┏━━

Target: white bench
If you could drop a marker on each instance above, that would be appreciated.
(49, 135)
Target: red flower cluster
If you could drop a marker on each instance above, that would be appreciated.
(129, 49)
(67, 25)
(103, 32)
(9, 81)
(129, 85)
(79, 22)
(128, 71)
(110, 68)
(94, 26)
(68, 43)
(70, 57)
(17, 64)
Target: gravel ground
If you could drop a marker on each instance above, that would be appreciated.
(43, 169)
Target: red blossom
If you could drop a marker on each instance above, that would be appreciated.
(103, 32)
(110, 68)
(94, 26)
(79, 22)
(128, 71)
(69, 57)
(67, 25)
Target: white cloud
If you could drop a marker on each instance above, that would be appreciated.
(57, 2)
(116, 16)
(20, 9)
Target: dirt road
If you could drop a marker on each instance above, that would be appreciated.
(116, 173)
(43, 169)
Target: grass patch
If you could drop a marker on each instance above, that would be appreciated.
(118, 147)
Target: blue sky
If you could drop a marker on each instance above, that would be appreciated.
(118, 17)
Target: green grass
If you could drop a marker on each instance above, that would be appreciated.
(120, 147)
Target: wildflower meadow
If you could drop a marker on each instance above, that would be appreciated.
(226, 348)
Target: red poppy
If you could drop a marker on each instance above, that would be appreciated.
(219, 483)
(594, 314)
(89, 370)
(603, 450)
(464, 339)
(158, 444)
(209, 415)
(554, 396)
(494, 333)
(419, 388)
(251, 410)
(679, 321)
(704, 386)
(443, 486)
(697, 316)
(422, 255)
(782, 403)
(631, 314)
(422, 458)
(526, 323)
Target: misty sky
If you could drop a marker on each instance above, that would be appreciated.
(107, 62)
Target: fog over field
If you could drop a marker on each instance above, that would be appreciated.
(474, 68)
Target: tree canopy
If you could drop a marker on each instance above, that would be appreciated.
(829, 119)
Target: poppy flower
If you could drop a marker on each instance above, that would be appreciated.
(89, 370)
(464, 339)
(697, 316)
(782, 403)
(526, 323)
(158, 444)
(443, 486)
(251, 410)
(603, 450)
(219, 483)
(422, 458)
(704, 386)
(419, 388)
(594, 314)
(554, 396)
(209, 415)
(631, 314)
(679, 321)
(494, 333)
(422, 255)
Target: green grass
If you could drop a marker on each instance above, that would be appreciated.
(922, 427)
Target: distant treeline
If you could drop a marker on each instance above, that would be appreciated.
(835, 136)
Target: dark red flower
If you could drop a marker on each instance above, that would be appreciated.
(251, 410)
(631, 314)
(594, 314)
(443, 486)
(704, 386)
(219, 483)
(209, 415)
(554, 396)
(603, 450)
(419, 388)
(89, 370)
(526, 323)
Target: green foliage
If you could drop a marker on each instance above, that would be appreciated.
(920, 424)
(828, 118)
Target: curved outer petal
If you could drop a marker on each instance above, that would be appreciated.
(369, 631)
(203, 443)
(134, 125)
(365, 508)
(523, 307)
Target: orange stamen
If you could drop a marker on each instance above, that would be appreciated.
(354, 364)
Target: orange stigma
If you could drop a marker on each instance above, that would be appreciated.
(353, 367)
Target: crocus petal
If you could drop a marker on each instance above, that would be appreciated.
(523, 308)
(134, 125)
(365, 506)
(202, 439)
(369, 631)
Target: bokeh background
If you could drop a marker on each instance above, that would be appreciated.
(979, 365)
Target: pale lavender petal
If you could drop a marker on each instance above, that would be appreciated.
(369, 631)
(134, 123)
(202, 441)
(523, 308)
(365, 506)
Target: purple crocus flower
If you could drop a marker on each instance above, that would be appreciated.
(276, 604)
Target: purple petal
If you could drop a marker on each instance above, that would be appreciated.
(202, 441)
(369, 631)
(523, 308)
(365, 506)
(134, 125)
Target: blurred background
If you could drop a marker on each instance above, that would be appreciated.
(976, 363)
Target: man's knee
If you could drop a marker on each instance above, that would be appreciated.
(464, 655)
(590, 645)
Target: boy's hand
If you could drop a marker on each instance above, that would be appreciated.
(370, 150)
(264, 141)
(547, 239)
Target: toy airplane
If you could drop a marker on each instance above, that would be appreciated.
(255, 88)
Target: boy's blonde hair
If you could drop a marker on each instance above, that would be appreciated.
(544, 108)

┗━━

▶ [Problem to work on]: Edit every one of the entries above by putting "place a point" wherever "drop a marker" occurs, keeping all other text unchanged.

▶ [The reply]:
Target: white bench
If you could place a point on each instance above, that would be appreciated.
(49, 135)
Target: red flower cluster
If you could place a point on each instance above, that would be appreciated.
(129, 49)
(67, 25)
(103, 32)
(9, 81)
(129, 85)
(79, 22)
(128, 71)
(110, 68)
(94, 26)
(68, 43)
(70, 57)
(17, 64)
Target: gravel ground
If you could place a point on each instance above, that would be appreciated.
(43, 169)
Target: red blossom
If you could place a point on each instance above, that would be appreciated.
(103, 32)
(110, 68)
(94, 26)
(79, 22)
(128, 71)
(69, 57)
(67, 25)
Target: white cloud
If you could place a point on each instance above, that would be appreciated.
(57, 2)
(116, 16)
(20, 9)
Target: dirt road
If you could place a point on each instance above, that would be appreciated.
(116, 173)
(43, 169)
Target: grass patch
If you could place a point on each instance above, that would be appreciated.
(118, 147)
Target: blue sky
If you could place a point on each instance above, that would be appreciated.
(118, 17)
Target: green grass
If you could place a point on each instance above, that would be appreciated.
(120, 147)
Target: wildflower meadow
If you could place a point on each instance above, that would be appreciated.
(226, 348)
Target: red poppy
If you could place a point on each instance above, that would be appreciated.
(219, 483)
(594, 314)
(89, 370)
(603, 450)
(464, 339)
(158, 444)
(209, 415)
(554, 396)
(494, 333)
(419, 388)
(251, 410)
(679, 321)
(704, 386)
(443, 486)
(697, 316)
(422, 255)
(782, 403)
(631, 314)
(422, 458)
(526, 323)
Target: misty sky
If you could place a point on each instance above, that would be appreciated.
(107, 62)
Target: fog over field
If you could place a point on each instance above, that would be appreciated.
(474, 68)
Target: tree canopy
If you could place a point on each instance above, that would be appreciated.
(829, 119)
Target: poppy flower
If you could place a point on each instance above, that would be appreciated.
(89, 370)
(464, 339)
(697, 316)
(782, 403)
(526, 323)
(158, 444)
(443, 486)
(251, 410)
(603, 450)
(219, 483)
(422, 458)
(704, 386)
(419, 388)
(594, 314)
(554, 396)
(209, 415)
(631, 314)
(679, 321)
(494, 333)
(422, 255)
Target: green grass
If you could place a point on each instance above, that would be appreciated.
(922, 427)
Target: distant treeline
If you could place a point on each instance above, that would be appreciated.
(835, 136)
Target: dark red flower
If you could place a point on each instance above, that would be appreciated.
(251, 410)
(631, 314)
(594, 314)
(443, 486)
(704, 386)
(219, 483)
(209, 415)
(554, 396)
(603, 450)
(419, 388)
(89, 370)
(526, 323)
Target: green foliage
If you could place a point on each instance above, that would be appreciated.
(920, 424)
(828, 118)
Target: curved outer petal
If you could place a point on each instance above, that would be appreciated.
(369, 631)
(203, 443)
(134, 125)
(365, 508)
(523, 307)
Target: orange stamen
If you could place a point on each instance above, that would be appreciated.
(354, 364)
Target: orange stigma
If you could place a point on each instance above, that would be appreciated.
(353, 367)
Target: crocus petal
If you could place a point on each instance above, that would be appreciated.
(523, 308)
(134, 125)
(365, 506)
(202, 439)
(369, 631)
Target: bokeh background
If you could place a point on each instance above, that would be appreciated.
(979, 365)
Target: pale lavender petal
If you could place a point on each instance above, that would be appreciated.
(369, 631)
(134, 123)
(202, 441)
(523, 308)
(365, 506)
Target: purple crocus flower
If you could place a point on each instance above, that would be appreciated.
(276, 604)
Target: purple petal
If you could place a point on each instance above, that would be appreciated.
(202, 441)
(369, 631)
(523, 308)
(365, 506)
(134, 125)
Target: blurred background
If you could place a point on each instance above, that would be appreciated.
(976, 363)
Target: man's knee
If you could place a point on each instance above, that would be appreciated.
(464, 655)
(590, 645)
Target: boy's hand
If you could place a point on each instance above, that would be appreciated.
(370, 150)
(264, 141)
(547, 239)
Target: toy airplane
If you could place a point on each instance above, that would be appreciated.
(255, 88)
Target: boy's blonde hair
If you could place a point on each instance above, that would be appreciated.
(544, 108)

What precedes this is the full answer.